[Begin Text shown]

Sam-PhillipsIt’s not as much of a journey from religious music to Jerry Lee Lewis and the Die Hard movie franchise as you might think. For someone who began her recording career as a Christian artist, Sam Phillips has had a very secular professional life. Born Leslie Ann Phillips in 1962, she cut her last album of religious music, produced by future husband T Bone Burnett, in 1987. (Phillips and Burnett divorced in 2004.) Phillips then jumped ship to the Virgin label in 1989 and began recording albums of thoughtful-yet-stirring music to document her new life as Sam Phillips. Critics’ fave Fan Dance, her 2001 debut record for Nonesuch Records, featured lovely string arrangements by the legendary Van Dyke Parks. Phillips is currently in the middle of a year-long multimedia project called Long Play and also has a tune placed in Oscar-contending film Crazy Heart with Jeff Bridges. In addition, Phillips will be guest editing magnetmagazine.com all week.

MAGNET: Has L.A. been getting rain of biblical proportions for the past week like we have in San Francisco?
Phillips: It’s so weird for us. It’s been raining nonstop. I feel like it’s Blade Runner now, without all the crazy space things to get around. Maybe it’s never gonna stop. Maybe it’ll be like this for the rest of history.

Yeah, where’s Harrison Ford when you need him, right? It’ll be a vertical world from now on. We’ll go up instead of sideways. That’s one of my favorite movies.

[End Text shown]
[Begin Dataset extract]

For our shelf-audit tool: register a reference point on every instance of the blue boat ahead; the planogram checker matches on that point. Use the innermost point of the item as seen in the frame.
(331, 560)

[End Dataset extract]

*Directive A*
Name every person the Sam Phillips interview mentions other than Phillips herself.
*Directive B*
In the Sam Phillips interview, reproduce the passage starting at "MAGNET: Has L.A." and ending at "rest of history.", swapping "San Francisco" for "Seattle".
*Directive C*
Carry on the Sam Phillips interview from its last line.
The data has no connection to the Sam Phillips interview.

*Task response A*
Jerry Lee Lewis, T Bone Burnett, Van Dyke Parks, Jeff Bridges, Harrison Ford

*Task response B*
MAGNET: Has L.A. been getting rain of biblical proportions for the past week like we have in Seattle?
Phillips: It’s so weird for us. It’s been raining nonstop. I feel like it’s Blade Runner now, without all the crazy space things to get around. Maybe it’s never gonna stop. Maybe it’ll be like this for the rest of history.

*Task response C*
Before you called, I was communicating with my publisher about this Long Play web project of mine. We were trying to find out what to do for this contest for our subscribers. I was thinking I’d make valentines for the prizes and to win you’d have to tell your worst Valentine’s Day story. They both wrote me back: “Aaah, I hate Valentine’s Day.” I know that’s more typical for guys, but I have to weigh in as a female. It’s not my favorite day. It’s this phony, superimposed romance. Just like the diamond commercials. Chocolates for your friends—that’s OK. Maybe we just don’t have to have all the romance involved in it. Seems like everything just gets messed up that way.

Are you a chocoholic?
You know, I’m not. I could probably live without it. Cookies, probably not.

My weakness is food from the deli. I’ve never met a deli sandwich I didn’t like.
So, when you go to New York, you’re in heaven.

No, actually, they put way too much meat in their sandwiches in New York, enough for about six people. I like a pastrami sandwich with two or three slices of pastrami, not half a pound. Give me the California deli, any day. So, tell me about your Long Play project.
Part of the reason for Long Play is for me to be on my own schedule and not have to work around a record company and press. To be able to do half a record with a string quartet as the band or half a holiday EP. Releasing a record even now with no record business is still difficult. It requires even more shouting from the publicity people. I felt there was an opportunity to jump in and do a year-long project of music and art on the web.

Seems to me the playing field has been leveled between major and indie labels.
Speaking of pastrami and chocolate, somebody should do a book on what do great musicians eat? Oh, it’s the new year and I live in California, so I’m gonna eat the greens, the nuts and the juices. But wait a minute, the Beatles when they wrote all those early great songs were living on butty sandwiches, basically french fries and butter and white bread. Well, maybe I’d better rethink that.

And Elvis with his banana-and-chocolate sandwiches?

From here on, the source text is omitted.